>> start Page
OK, so I've had an idea kicking around for a while; a build that is so different that it will take very precision equipment to produce. The project itself is still a secret, mostly because I haven't figured out exactly all of the details. But, what I can say for sure is that no matter how I decide to go I will need scale looking axles. I was thinking about trying to find some SSMT axles, and they could be an option if all else fails, but what I really want is a true scale axle made out of metal. Mild steel for the housing so it can rust would be perfect.

The build should be straight forward enough, the axle pumpkin can be prototyped out of plastic...say from a static model donor. The tubes can be sourced, or if worse come to worse, steel rod can be drilled. The real problem come in finding gears small enough to work. The rest of the build could benefit from a very small milling machine and lathe so, if I had them, I could just make the gears. The second problem is...I priced lathes and mills capable of working in such small dimensions, they are not cheap. I could farm the work out to something like e-machine shop or some other machine shop, but then I'm not building it, I'm just assembling it.
>> end Page
>> start Record extracts
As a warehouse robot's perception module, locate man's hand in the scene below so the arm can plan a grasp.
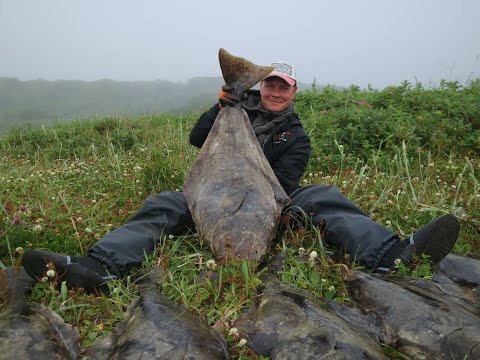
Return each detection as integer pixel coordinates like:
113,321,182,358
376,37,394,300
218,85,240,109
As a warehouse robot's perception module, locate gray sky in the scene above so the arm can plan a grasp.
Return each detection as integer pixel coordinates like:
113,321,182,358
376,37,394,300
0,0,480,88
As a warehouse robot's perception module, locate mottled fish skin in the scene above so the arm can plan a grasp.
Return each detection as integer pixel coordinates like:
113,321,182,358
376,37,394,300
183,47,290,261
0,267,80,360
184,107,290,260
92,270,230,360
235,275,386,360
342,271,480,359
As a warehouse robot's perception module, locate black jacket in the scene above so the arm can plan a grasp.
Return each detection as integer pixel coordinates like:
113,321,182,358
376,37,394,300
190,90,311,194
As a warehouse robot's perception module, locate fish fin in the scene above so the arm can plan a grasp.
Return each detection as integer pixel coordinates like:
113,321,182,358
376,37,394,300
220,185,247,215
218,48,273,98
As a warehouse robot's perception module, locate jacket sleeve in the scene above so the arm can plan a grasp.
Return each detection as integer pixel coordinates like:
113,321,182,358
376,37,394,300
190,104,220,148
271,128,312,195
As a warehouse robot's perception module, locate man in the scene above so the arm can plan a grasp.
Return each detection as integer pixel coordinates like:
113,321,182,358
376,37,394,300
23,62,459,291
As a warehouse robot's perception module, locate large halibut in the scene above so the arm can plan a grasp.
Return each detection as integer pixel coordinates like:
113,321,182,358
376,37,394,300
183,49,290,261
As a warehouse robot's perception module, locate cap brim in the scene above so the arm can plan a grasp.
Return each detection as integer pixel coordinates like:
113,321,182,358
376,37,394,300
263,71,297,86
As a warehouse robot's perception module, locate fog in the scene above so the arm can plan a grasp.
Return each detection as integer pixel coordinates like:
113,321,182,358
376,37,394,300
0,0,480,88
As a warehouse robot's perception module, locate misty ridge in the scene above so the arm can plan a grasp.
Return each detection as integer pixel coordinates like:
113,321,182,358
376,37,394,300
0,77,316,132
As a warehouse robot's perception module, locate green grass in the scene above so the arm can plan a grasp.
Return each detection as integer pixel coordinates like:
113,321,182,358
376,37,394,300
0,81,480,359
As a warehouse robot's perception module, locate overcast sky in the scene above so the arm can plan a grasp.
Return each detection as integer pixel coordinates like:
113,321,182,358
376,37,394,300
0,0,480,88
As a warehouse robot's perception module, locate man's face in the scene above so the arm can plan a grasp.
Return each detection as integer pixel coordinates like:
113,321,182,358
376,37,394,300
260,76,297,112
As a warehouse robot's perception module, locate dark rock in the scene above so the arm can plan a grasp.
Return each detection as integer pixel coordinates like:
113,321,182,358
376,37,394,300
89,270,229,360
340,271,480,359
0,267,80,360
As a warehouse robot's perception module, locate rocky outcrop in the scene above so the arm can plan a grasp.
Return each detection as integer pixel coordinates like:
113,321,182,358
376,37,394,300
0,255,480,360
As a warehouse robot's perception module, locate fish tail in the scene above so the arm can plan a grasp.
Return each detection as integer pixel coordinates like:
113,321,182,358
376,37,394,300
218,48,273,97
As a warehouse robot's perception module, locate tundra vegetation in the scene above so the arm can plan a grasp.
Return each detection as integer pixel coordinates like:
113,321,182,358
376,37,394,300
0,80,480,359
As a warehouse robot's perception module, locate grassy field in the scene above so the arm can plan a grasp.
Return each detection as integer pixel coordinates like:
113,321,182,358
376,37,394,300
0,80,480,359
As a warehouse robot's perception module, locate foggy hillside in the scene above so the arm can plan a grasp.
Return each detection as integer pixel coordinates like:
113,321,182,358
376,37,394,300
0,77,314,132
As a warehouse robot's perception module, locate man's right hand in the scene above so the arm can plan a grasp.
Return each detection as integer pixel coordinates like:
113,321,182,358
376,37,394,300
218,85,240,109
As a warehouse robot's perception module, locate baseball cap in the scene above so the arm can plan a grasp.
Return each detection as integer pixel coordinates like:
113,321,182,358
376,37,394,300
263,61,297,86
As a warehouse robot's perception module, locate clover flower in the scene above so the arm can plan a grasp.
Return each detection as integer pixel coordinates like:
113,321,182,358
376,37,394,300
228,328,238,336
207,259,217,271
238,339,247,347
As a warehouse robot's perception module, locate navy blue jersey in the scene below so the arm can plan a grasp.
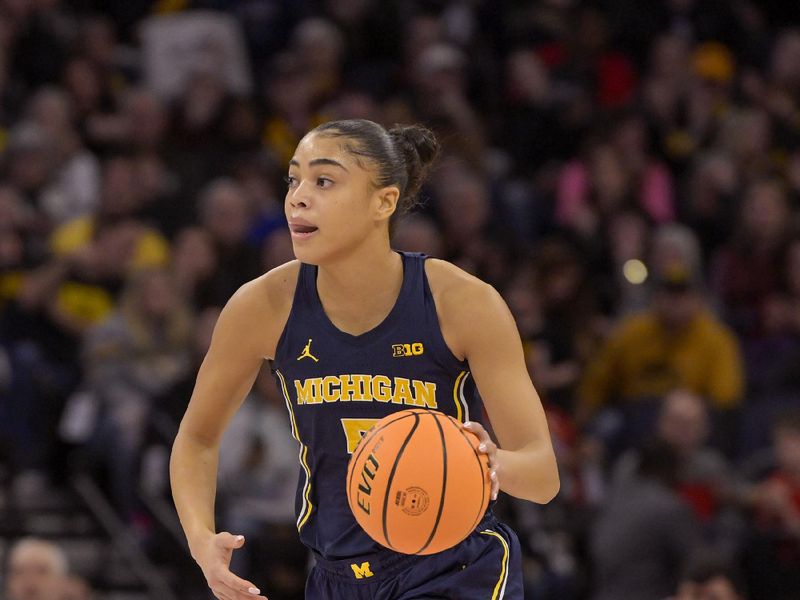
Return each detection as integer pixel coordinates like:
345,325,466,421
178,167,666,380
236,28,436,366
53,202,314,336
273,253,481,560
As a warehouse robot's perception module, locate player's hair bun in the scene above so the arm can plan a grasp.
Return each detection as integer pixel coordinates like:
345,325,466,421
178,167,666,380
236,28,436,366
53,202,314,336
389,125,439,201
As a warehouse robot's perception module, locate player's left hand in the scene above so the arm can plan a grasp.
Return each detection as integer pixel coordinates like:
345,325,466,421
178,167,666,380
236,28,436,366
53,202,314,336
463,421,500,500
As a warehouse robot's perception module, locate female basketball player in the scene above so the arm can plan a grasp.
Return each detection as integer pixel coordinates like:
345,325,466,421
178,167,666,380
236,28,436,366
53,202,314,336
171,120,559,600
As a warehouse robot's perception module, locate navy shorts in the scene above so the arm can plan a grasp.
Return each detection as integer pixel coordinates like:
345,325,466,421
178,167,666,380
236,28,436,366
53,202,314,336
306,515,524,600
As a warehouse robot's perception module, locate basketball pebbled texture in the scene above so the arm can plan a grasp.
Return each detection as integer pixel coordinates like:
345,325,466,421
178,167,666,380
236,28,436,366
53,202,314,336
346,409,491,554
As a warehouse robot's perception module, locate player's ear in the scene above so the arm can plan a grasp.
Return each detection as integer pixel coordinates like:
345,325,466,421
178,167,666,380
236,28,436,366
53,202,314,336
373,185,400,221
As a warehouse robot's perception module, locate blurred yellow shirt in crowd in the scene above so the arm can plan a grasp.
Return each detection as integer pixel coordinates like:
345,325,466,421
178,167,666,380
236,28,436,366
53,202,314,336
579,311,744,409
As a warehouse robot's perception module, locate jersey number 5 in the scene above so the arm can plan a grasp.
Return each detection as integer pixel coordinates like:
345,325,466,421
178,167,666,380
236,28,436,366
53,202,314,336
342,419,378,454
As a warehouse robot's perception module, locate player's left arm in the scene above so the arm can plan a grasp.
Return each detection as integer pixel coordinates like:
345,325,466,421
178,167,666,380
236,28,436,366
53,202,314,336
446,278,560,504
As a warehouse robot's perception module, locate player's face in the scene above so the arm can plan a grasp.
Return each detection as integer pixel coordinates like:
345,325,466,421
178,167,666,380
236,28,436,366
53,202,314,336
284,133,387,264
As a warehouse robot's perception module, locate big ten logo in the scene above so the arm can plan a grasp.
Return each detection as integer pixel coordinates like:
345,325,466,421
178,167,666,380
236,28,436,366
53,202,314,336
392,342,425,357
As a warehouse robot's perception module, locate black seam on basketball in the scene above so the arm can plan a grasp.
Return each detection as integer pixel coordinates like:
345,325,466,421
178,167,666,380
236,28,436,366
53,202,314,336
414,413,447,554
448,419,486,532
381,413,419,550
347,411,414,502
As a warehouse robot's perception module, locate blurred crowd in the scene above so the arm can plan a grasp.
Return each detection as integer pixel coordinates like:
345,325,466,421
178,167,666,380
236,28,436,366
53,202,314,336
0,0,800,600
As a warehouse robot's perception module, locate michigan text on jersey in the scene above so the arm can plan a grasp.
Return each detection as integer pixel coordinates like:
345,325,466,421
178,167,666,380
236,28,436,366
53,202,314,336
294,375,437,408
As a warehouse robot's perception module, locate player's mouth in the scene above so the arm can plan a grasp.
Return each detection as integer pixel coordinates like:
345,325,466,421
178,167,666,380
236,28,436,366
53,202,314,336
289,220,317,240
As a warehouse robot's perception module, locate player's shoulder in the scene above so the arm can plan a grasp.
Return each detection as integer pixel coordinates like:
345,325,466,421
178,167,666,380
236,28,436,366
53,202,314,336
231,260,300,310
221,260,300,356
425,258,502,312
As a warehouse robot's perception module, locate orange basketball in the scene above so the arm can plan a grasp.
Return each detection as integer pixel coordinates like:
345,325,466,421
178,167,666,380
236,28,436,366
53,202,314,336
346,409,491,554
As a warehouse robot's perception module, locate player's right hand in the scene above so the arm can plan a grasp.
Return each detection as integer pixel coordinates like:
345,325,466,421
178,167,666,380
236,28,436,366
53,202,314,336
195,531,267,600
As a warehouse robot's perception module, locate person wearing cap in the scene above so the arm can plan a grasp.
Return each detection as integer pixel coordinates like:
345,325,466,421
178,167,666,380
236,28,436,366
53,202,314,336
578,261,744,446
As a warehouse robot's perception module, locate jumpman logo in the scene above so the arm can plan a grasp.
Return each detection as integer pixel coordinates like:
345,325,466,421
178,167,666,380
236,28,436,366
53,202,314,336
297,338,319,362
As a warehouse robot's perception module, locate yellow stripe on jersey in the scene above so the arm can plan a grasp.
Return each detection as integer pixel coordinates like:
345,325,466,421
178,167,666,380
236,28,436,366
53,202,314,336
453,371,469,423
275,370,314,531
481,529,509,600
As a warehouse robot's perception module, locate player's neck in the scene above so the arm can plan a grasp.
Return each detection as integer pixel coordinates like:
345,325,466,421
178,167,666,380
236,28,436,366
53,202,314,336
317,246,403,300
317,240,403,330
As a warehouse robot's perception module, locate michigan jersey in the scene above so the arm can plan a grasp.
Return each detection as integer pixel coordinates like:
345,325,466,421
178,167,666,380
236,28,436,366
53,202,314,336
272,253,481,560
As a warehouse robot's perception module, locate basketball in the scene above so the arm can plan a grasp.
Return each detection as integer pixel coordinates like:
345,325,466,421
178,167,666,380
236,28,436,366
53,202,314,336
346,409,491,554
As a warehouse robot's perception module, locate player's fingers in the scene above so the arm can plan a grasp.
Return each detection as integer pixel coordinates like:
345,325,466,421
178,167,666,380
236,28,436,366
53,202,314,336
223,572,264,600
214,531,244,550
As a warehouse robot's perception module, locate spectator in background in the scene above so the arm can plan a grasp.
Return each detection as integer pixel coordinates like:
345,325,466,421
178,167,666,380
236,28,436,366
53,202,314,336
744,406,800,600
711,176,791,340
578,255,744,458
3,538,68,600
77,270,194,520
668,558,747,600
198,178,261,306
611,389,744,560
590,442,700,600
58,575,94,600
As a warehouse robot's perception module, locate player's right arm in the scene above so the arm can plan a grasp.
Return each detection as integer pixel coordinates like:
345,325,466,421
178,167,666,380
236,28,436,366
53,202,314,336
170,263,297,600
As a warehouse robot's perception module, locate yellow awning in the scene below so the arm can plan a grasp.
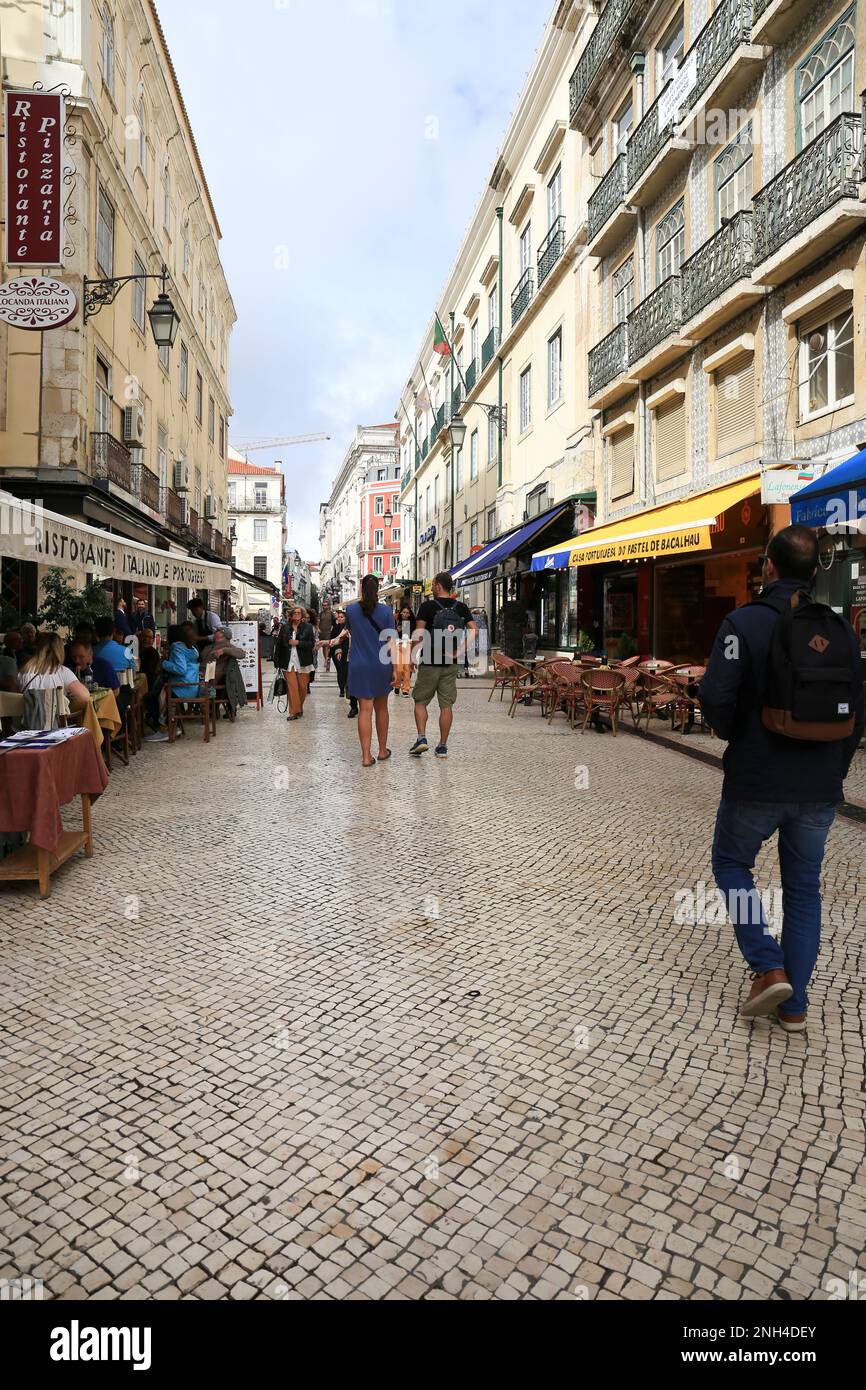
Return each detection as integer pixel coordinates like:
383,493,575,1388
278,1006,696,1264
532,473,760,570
>> end Record extracts
Can you reproduce the axle-build post word for word between "OK, so I've" and "would be perfect.", inclusive?

| Solved exercise |
OK, so I've had an idea kicking around for a while; a build that is so different that it will take very precision equipment to produce. The project itself is still a secret, mostly because I haven't figured out exactly all of the details. But, what I can say for sure is that no matter how I decide to go I will need scale looking axles. I was thinking about trying to find some SSMT axles, and they could be an option if all else fails, but what I really want is a true scale axle made out of metal. Mild steel for the housing so it can rust would be perfect.